# WRITTEN REQUEST
Every record should be written out exactly, please.
---+---
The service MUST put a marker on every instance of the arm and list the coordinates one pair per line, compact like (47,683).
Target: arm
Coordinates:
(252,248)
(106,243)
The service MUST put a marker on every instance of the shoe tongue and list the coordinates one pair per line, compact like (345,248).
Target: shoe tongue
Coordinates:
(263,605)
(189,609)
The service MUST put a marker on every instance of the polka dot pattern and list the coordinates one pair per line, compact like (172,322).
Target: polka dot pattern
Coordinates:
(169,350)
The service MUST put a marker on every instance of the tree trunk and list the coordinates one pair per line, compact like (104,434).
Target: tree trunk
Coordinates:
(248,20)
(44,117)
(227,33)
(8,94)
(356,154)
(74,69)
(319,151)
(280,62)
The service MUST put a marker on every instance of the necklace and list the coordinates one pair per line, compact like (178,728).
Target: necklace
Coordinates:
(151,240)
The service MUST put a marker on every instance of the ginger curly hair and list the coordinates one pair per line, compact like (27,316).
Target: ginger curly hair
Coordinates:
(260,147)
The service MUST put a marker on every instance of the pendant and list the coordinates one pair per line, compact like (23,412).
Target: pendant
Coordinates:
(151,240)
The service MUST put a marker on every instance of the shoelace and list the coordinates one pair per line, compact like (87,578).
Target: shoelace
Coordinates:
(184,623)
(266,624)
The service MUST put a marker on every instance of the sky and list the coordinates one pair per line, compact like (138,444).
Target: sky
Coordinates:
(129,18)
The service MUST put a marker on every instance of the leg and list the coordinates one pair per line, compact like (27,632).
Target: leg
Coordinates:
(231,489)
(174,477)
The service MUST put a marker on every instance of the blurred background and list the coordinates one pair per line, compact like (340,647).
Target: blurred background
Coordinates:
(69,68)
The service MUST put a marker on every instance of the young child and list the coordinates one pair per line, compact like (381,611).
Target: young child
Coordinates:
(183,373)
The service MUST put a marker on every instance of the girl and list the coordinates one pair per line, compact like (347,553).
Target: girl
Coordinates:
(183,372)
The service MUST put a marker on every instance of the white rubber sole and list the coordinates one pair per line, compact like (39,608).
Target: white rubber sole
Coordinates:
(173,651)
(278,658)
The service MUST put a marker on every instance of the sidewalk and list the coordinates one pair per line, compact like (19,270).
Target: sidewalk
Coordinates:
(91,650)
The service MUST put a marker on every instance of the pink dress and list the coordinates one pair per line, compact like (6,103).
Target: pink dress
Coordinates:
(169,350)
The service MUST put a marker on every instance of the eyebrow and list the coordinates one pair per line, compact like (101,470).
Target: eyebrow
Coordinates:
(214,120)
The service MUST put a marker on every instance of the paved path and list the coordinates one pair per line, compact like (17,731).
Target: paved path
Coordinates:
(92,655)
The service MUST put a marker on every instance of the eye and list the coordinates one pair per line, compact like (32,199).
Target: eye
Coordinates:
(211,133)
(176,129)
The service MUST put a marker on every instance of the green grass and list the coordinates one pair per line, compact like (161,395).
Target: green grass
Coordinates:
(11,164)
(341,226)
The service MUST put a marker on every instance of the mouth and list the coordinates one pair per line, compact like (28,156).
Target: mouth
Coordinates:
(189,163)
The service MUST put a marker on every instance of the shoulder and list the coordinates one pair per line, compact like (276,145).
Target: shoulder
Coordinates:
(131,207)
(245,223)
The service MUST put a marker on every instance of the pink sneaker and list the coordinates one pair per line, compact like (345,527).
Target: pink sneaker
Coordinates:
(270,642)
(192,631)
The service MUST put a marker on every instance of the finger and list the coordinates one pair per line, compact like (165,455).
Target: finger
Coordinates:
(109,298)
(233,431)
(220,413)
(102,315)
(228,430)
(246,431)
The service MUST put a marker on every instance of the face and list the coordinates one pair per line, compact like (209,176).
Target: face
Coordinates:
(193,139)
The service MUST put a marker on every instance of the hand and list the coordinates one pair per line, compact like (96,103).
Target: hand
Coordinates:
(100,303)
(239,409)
---+---
# WRITTEN SOLUTION
The service MUST put a marker on every instance of the arm and list the coordinates one pair per line, compact like (47,683).
Target: arm
Coordinates:
(252,248)
(106,243)
The service MUST put a marker on every instance of the shoe tongue and list the coordinates one pair per line, compact like (345,248).
Target: shoe tongue
Coordinates:
(263,605)
(189,609)
The service MUST put a marker on every instance of the polka dot pattern and list the coordinates one pair per line, compact like (172,322).
Target: polka dot pattern
Coordinates:
(169,350)
The service MUST put a marker on every instance of the tree trunk and list the coordinates one pair per line, compact like (104,434).
Target: tree trunk
Coordinates:
(248,20)
(44,117)
(227,33)
(8,94)
(356,154)
(74,69)
(319,151)
(280,62)
The service MUST put a marker on every instance of the necklace and list the coordinates one pair per line, compact like (178,728).
Target: necklace
Coordinates:
(151,240)
The service MUST put a marker on every instance of the ginger curly hair and list the coordinates one pair per line, compact like (27,316).
Target: ginger curly hair
Coordinates:
(260,147)
The service MUST put a marker on every instance of the pendant and list the coordinates one pair per line, compact like (23,412).
Target: pendant
Coordinates:
(151,240)
The service MUST put a marker on every instance of the shoelace and list the coordinates one pair per line, compact like (87,578).
Target: shoelace
Coordinates:
(184,623)
(266,624)
The service MUST put a marker on every instance of the sky and list the coordinates one pair per line, compact like (138,444).
Target: sky
Coordinates:
(129,18)
The service MUST put a marker on every instance of the leg and list the coordinates one pair per line, compact like (27,632).
Target: leg
Coordinates:
(231,489)
(174,477)
The service MUST put a marker on every instance of the blurred background and list the coordinates one pair per line, compact like (340,647).
Target: blurred background
Coordinates:
(69,68)
The service MUST put a marker on every instance of the young child and list the coordinates one pair per line, compact like (381,611).
Target: young child
Coordinates:
(183,373)
The service MUST put a marker on every instance of the girl and list the coordinates one pair per line, compact like (347,553).
Target: girl
Coordinates:
(183,372)
The service MUST put a marker on every instance of the white rubber sole and list the coordinates one pair per line, compact like (39,608).
Target: white rubber sole
Coordinates:
(173,651)
(278,658)
The service MUST put a marker on every instance of the sidewalk and list the coordinates one pair per line, compact like (19,270).
Target: sidewalk
Coordinates:
(91,650)
The service MUST put a marker on every instance of the pink dress and list the coordinates one pair per line, compact like (6,103).
Target: pink dress
Coordinates:
(169,350)
The service MUST put a marker on every instance of the eyebrow and list the coordinates one pair per line, compact like (101,470).
Target: eyebrow
Coordinates:
(214,120)
The service MUST put a marker on every instance of the paved path and list the coordinates one pair per line, compact like (17,731).
Target: paved path
Coordinates:
(92,655)
The service MUST put a marker on every instance of the eye and list the coordinates one pair per line, compact like (32,199).
Target: eye
Coordinates:
(211,133)
(176,129)
The service MUST put a marker on every instance of the green grass and list the coordinates one pair per line, compact like (161,395).
Target: green grass
Coordinates:
(11,164)
(341,226)
The service MUST put a marker on every instance of the mouth and list the coordinates one pair per line, compact like (28,156).
Target: mouth
Coordinates:
(189,163)
The service MUST put a marker on every instance of the shoulder and list the coordinates one pair per line, compact like (276,145).
Target: shoulder
Coordinates:
(131,207)
(245,223)
The service MUST put a marker on every instance of the pink sneaker and list the coordinates one pair per line, compact like (345,527).
Target: pink sneaker
Coordinates:
(270,642)
(192,631)
The service MUST put a marker on every instance of the finger and list the coordinates one pair per line, compact like (165,455).
Target: finger
Coordinates:
(109,298)
(233,431)
(220,413)
(102,315)
(228,430)
(246,431)
The service MUST put a marker on every instance of the face and list the coordinates one pair per line, compact like (209,176).
Target: face
Coordinates:
(193,139)
The service MUST put a marker on every instance of the hand and list the coordinates one pair per line, compact like (96,103).
Target: hand
Coordinates:
(100,303)
(239,409)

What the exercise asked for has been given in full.